- PROBLEM TO WORK ON: Arrange the records as a Markdown table with the columns Row and Line, beginning with the line that contains "for every instance of the wooden table, set" and continuing through the end of the records. Number each line in Row, put its text in Line, and omit blank lines.

- SUPPLIED ENTRIES:
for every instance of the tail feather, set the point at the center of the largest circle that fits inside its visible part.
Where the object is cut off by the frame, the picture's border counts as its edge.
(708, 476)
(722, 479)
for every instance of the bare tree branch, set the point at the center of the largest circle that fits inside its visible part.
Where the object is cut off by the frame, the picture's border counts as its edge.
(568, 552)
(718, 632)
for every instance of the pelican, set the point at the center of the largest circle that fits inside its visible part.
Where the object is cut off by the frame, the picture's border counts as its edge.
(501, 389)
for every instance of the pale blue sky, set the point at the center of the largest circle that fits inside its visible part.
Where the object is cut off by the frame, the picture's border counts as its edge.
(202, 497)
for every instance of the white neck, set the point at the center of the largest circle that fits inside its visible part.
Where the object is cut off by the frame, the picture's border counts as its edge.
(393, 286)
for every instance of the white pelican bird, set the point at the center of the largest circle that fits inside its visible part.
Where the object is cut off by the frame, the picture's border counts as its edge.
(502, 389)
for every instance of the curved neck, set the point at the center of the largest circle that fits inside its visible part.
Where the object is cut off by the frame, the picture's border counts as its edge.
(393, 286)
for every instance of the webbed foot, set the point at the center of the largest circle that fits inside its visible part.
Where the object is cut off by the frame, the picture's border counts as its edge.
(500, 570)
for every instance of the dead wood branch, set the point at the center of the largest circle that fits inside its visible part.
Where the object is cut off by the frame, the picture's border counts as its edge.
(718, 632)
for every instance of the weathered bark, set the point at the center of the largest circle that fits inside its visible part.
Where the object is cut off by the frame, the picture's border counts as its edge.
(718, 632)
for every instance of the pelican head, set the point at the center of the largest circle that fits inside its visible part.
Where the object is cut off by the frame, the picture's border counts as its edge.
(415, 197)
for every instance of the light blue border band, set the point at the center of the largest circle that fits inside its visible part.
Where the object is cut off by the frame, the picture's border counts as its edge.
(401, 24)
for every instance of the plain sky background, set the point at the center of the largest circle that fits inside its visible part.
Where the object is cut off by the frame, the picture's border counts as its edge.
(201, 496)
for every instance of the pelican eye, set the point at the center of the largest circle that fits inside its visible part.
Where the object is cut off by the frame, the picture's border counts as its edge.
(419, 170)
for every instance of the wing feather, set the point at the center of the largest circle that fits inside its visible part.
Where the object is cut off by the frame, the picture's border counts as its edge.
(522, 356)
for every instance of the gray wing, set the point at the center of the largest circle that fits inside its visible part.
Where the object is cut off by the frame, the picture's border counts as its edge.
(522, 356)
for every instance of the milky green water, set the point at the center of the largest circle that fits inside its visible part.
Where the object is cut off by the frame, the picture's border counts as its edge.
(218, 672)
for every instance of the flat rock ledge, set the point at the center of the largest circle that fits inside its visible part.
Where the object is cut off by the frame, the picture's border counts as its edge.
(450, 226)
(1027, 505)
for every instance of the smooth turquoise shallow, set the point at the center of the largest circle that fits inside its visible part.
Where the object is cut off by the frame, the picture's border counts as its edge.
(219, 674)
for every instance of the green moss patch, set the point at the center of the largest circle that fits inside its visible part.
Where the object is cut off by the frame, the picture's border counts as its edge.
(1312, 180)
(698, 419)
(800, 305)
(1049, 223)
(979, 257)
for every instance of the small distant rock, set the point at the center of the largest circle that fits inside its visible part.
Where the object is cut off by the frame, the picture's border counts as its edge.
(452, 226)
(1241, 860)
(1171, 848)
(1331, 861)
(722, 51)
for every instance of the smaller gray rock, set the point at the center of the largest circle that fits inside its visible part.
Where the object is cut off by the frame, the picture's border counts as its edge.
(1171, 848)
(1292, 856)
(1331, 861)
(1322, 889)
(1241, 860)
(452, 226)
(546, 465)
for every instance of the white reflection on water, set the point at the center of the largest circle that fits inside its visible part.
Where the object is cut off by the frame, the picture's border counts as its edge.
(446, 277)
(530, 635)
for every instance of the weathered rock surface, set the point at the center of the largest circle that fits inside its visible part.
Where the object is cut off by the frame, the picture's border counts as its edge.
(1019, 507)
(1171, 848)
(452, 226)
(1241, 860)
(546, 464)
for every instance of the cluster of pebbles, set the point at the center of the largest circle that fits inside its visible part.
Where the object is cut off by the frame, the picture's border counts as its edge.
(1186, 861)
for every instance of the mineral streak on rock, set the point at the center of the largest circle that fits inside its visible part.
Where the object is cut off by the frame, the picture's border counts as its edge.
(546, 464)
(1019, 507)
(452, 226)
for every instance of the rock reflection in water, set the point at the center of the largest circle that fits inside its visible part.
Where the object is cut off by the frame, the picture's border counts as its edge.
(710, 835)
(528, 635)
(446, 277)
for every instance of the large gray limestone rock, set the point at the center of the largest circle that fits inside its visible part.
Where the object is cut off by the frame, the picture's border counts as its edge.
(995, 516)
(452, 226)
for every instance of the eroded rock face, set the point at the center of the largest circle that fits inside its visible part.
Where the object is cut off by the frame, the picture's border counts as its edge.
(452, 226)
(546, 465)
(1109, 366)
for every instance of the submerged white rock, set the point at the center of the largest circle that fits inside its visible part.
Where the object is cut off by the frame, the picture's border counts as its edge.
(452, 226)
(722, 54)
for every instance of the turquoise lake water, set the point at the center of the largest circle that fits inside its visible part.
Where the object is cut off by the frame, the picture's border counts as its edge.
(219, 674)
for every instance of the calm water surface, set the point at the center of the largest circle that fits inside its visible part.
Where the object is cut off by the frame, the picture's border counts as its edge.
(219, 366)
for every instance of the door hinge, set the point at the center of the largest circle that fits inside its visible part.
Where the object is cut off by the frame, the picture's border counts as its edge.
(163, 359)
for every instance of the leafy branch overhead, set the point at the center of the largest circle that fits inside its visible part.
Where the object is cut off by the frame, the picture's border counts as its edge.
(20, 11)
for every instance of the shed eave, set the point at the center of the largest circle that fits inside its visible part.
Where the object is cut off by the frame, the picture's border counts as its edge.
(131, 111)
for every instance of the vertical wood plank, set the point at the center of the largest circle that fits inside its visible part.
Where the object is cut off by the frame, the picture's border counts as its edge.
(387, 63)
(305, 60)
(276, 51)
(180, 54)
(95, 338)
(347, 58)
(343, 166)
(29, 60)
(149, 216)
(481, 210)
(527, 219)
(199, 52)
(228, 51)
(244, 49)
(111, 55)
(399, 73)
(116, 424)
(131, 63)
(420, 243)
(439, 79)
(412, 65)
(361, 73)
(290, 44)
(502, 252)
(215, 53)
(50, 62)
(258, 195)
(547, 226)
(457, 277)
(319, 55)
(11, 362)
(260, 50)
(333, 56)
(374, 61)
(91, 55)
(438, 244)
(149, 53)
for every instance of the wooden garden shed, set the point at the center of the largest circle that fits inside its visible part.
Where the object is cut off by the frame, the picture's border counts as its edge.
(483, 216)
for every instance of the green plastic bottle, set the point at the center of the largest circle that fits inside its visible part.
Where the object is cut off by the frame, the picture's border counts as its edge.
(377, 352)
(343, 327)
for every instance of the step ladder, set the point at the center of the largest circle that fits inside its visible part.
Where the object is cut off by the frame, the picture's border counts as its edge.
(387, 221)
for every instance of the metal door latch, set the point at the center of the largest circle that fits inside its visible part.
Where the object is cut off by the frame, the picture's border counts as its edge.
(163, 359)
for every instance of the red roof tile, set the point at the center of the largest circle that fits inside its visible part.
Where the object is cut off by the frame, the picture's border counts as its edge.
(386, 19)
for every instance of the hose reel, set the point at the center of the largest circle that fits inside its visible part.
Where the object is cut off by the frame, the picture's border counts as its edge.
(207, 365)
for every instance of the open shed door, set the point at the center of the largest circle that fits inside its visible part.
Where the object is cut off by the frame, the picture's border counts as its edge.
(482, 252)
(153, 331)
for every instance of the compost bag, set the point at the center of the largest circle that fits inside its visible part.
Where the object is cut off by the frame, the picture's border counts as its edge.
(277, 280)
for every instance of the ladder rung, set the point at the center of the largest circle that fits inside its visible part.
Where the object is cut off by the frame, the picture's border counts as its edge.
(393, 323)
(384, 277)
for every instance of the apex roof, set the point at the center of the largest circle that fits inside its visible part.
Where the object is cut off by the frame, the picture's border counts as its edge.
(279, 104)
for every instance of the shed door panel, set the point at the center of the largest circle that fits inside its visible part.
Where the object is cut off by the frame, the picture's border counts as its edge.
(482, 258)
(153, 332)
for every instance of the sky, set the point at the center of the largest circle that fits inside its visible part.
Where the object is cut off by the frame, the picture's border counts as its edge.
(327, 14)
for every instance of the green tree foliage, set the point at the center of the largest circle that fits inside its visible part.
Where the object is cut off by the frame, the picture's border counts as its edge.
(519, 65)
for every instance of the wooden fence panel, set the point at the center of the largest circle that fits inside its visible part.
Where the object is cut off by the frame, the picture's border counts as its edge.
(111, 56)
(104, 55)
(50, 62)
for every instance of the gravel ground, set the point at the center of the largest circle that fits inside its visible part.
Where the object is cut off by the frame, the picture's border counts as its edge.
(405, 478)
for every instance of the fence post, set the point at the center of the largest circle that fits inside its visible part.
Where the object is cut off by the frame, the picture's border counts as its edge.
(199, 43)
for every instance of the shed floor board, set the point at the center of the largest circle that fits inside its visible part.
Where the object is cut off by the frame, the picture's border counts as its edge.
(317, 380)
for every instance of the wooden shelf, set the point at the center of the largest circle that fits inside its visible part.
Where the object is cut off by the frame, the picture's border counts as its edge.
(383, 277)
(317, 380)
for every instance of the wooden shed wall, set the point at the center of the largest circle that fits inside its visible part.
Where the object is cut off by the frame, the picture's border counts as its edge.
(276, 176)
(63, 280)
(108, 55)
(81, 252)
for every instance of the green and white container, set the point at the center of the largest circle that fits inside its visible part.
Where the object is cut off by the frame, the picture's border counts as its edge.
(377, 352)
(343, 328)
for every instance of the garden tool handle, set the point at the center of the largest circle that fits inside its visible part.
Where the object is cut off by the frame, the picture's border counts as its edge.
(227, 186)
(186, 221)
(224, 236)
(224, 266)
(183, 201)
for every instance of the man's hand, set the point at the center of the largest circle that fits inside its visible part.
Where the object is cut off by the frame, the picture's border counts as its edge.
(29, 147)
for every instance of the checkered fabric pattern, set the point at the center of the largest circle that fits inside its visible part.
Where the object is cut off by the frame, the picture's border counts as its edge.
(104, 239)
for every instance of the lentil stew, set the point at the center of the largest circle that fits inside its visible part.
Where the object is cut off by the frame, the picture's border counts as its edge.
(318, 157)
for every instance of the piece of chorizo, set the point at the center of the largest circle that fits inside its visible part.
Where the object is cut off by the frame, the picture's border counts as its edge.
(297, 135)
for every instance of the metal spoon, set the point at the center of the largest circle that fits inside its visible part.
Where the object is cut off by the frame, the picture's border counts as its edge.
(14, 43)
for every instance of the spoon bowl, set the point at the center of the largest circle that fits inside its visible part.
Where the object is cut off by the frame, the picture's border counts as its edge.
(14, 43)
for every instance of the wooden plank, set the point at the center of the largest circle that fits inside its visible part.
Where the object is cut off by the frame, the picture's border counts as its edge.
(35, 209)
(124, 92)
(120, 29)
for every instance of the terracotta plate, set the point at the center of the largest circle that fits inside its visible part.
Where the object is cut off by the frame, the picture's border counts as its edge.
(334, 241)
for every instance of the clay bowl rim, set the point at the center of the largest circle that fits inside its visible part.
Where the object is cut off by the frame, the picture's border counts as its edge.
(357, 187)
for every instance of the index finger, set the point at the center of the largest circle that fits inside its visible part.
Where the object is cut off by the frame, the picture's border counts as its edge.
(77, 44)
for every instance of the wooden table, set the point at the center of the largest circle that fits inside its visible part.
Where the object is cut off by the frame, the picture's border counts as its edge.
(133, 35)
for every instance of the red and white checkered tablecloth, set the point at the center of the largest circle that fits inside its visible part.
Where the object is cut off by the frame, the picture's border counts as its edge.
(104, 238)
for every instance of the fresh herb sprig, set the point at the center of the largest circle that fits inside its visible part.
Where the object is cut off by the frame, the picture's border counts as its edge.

- CORRECT ANSWER:
| Row | Line |
|---|---|
| 1 | for every instance of the wooden table, set the point at the center of the largest circle that fits inside its visible part. |
| 2 | Where the object is cut off by the frame, the picture's border counts as its edge. |
| 3 | (133, 35) |
| 4 | for every instance of the red and white checkered tablecloth, set the point at the center of the largest circle that fits inside its visible part. |
| 5 | Where the object is cut off by the frame, the picture's border counts as its edge. |
| 6 | (104, 238) |
| 7 | for every instance of the fresh herb sprig, set the point at the center of the largest circle that fits inside its visible part. |
| 8 | Where the object is cut off by the frame, the picture's border counts as its edge. |